→ **Document section**
Bill Monroe: New technology for old chums

Kelcee Smith of the Oregon Department of Fish and Wildlife is the department's lead researcher on restoration of the lower Columbia's once-strong chum salmon run.

A small world just got smaller in the most enjoyable way possible.

Fishing will do that; especially when it’s all about chums.

I met Yas Suzuki of Beaverton a couple years ago when we shared a boat and fishing trip with my son, Buzz Ramsey and Tony Amato.

I met — or heard anyway — Kelcee Smith of the Oregon Department of Fish and Wildlife last month during her talk about research on the lower Columbia River, sponsored by the Clackamas River Basin Council (I’m a member and past chair).

Smith holds a doctorate in renewable natural resources and is the department’s chum salmon reintroduction coordinator for a required restoration effort on the lower Columbia River.

Our lives all came together this past week after Smith learned the DNA of a rare-in-this-area chum salmon had been officially detected for the first time in the Clackamas River, near the mouth of Eagle Creek.

Odds are strong it was the same chum salmon Suzuki caught and released last Nov. 3 a few bends upriver from Carver, while fishing with Dan Marston, who lives nearby.

A rare chum salmon caught last November in the Clackamas River may well be the same fish confirmed by a new technique of sampling river water for fish DNA.

→ **Data under study**
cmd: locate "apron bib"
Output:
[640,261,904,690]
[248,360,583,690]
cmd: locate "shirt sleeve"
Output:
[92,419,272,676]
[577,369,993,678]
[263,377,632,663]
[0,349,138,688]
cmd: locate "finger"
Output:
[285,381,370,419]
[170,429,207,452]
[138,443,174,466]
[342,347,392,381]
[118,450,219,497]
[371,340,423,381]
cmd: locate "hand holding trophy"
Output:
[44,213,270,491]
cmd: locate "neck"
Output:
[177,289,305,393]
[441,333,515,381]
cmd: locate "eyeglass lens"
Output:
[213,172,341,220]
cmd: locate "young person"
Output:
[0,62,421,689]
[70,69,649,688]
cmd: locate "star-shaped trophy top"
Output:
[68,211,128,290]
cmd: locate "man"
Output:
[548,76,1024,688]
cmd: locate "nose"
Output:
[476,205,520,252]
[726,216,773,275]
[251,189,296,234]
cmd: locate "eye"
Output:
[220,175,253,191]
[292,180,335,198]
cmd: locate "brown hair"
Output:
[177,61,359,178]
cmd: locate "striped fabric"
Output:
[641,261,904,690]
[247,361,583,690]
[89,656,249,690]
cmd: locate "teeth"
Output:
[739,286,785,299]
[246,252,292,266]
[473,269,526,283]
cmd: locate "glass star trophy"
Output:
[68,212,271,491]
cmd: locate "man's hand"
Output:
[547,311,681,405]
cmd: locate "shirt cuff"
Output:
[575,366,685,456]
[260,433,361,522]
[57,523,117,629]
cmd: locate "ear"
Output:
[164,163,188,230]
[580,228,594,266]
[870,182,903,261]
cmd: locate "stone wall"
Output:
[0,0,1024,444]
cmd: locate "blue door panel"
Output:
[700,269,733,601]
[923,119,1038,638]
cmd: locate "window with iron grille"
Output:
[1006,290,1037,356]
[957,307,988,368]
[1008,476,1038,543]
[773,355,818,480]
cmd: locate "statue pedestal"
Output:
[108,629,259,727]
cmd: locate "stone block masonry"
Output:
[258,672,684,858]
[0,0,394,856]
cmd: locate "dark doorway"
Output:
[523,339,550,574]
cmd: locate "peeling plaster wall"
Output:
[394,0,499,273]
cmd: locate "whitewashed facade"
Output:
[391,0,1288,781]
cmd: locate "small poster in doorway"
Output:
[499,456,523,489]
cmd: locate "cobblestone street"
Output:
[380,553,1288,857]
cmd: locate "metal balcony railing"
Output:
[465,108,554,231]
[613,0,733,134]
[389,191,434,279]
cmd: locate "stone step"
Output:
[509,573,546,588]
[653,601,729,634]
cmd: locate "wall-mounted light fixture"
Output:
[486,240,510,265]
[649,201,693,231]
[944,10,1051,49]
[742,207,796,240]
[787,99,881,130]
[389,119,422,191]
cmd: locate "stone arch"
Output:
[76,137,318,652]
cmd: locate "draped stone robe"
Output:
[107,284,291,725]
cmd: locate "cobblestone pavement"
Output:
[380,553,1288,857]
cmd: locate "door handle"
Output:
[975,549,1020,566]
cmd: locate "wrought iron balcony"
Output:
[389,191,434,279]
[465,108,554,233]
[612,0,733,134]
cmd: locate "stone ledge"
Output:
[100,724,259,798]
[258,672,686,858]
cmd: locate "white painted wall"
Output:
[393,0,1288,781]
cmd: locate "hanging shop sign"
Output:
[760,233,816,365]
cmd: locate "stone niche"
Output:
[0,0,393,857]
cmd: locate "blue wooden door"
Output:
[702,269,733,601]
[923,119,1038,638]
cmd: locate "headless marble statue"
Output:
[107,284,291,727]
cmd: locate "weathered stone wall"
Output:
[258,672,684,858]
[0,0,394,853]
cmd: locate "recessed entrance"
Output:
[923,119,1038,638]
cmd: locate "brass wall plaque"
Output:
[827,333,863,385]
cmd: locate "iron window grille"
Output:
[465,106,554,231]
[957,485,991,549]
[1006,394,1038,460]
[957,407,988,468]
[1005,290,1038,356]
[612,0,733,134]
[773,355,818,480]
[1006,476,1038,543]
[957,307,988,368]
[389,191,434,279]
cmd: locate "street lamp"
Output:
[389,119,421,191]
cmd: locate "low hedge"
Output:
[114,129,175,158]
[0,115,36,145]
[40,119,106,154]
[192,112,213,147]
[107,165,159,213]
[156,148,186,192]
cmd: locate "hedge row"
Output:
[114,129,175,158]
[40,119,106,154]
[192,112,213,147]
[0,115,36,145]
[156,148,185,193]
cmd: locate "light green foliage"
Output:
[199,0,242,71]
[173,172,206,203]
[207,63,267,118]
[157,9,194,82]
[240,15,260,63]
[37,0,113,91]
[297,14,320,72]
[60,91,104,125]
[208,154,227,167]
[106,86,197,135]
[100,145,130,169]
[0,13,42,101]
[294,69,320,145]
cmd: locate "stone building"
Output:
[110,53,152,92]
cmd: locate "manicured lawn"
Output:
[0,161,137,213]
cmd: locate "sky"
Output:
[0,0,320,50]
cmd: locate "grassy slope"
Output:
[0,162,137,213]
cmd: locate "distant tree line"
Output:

→ **Exercise requirements**
Answer these questions from the chum salmon article.
(a) What field is Kelcee Smith's doctorate in?
(b) Which group sponsored Smith's talk about research on the lower Columbia River?
(c) On what date did Yas Suzuki catch and release the chum salmon in the Clackamas River?
The items play no part in the work on this page.

→ **Solution for this task**
(a) Renewable natural resources.
(b) The Clackamas River Basin Council.
(c) Nov. 3.